Trovammo spazi in sintonia con la natura, non tanto per l’impiego dei materiali, quanto per l’uso calibrato della luce, che si frangeva, s’incanalava, si distribuiva, si smorzava, scialbava o colpiva radente smaterializzando le copertine a sbalzo dei tetti, si accumulava imprimendo potenza ai muri, ai contrafforti, alle masse rugose di pietra.
L’ombra come una sorella gemella s’incuneava tra muri, tagliava diagonalmente le pareti, s’arrotolava all’attacco della sommità delle superfici, si distendeva sbattendo a terra o saltando di muretto in muretto, mischiandosi con quella frastagliata degli ulivi sulla superficie secca e ghiaiosa del campo.
Così il tempo passò veloce come il lampo, la penna scorreva senza intralci sull’album con gli anelli (avevo lasciato alla fine del mio album preferito alcuni fogli apposta per questo).
Disegnando, di solito, ci si affatica mentalmente e fisicamente, ma vale la pena ricordarsi di quelle volte in cui non te ne accorgi.

* Compiti da svolgere
1. Ricopia senza modifiche il passo del brano scelto che inizia con "Trovammo spazi in" e termina con "apposta per questo).".
2. Riporta in un CSV a due colonne, "testo" e "valore", solo i record che vanno dalla riga contenente "The service SHOULD locate every instance of the large" fino a quella contenente "[[322, 93]]", entrambe incluse. Scrivi una riga per ogni testo con la relativa risposta, ciascuno in un campo tra virgolette e con gli a capo trasformati in spazi.

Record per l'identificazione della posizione
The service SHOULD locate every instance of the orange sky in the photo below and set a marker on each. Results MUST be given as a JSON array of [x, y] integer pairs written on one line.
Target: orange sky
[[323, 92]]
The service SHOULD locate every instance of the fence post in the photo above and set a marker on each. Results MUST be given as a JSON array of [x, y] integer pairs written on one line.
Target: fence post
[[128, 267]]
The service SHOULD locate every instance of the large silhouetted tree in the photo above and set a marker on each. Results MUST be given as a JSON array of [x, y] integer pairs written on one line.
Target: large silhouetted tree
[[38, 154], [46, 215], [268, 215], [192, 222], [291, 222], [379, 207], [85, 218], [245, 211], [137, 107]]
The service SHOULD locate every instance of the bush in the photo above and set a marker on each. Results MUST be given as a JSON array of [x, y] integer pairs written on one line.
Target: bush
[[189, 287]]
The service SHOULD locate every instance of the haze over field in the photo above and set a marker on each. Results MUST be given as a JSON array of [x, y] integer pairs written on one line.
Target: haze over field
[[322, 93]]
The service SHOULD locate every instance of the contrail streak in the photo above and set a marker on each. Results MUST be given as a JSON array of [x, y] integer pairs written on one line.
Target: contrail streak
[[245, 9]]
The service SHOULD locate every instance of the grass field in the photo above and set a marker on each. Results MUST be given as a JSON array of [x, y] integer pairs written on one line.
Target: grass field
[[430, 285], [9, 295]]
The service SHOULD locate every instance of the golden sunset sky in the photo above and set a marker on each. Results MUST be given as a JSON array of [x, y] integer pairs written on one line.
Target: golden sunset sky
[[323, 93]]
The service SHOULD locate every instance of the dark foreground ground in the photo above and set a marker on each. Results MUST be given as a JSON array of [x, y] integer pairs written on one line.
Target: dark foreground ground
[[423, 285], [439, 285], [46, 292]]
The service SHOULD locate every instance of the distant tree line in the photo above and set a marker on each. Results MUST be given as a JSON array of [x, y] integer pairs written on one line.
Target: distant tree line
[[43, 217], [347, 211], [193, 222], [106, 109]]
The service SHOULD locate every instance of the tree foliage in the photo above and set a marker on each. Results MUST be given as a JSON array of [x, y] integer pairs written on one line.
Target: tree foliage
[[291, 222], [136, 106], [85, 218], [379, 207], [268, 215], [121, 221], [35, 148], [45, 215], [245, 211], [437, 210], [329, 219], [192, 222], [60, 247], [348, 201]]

* Le soluzioni
1.
Trovammo spazi in sintonia con la natura, non tanto per l’impiego dei materiali, quanto per l’uso calibrato della luce, che si frangeva, s’incanalava, si distribuiva, si smorzava, scialbava o colpiva radente smaterializzando le copertine a sbalzo dei tetti, si accumulava imprimendo potenza ai muri, ai contrafforti, alle masse rugose di pietra.
L’ombra come una sorella gemella s’incuneava tra muri, tagliava diagonalmente le pareti, s’arrotolava all’attacco della sommità delle superfici, si distendeva sbattendo a terra o saltando di muretto in muretto, mischiandosi con quella frastagliata degli ulivi sulla superficie secca e ghiaiosa del campo.
Così il tempo passò veloce come il lampo, la penna scorreva senza intralci sull’album con gli anelli (avevo lasciato alla fine del mio album preferito alcuni fogli apposta per questo).

2.
testo,valore
"The service SHOULD locate every instance of the large silhouetted tree in the photo above and set a marker on each. Results MUST be given as a JSON array of [x, y] integer pairs written on one line. Target: large silhouetted tree","[[38, 154], [46, 215], [268, 215], [192, 222], [291, 222], [379, 207], [85, 218], [245, 211], [137, 107]]"
"The service SHOULD locate every instance of the bush in the photo above and set a marker on each. Results MUST be given as a JSON array of [x, y] integer pairs written on one line. Target: bush","[[189, 287]]"
"The service SHOULD locate every instance of the haze over field in the photo above and set a marker on each. Results MUST be given as a JSON array of [x, y] integer pairs written on one line. Target: haze over field","[[322, 93]]"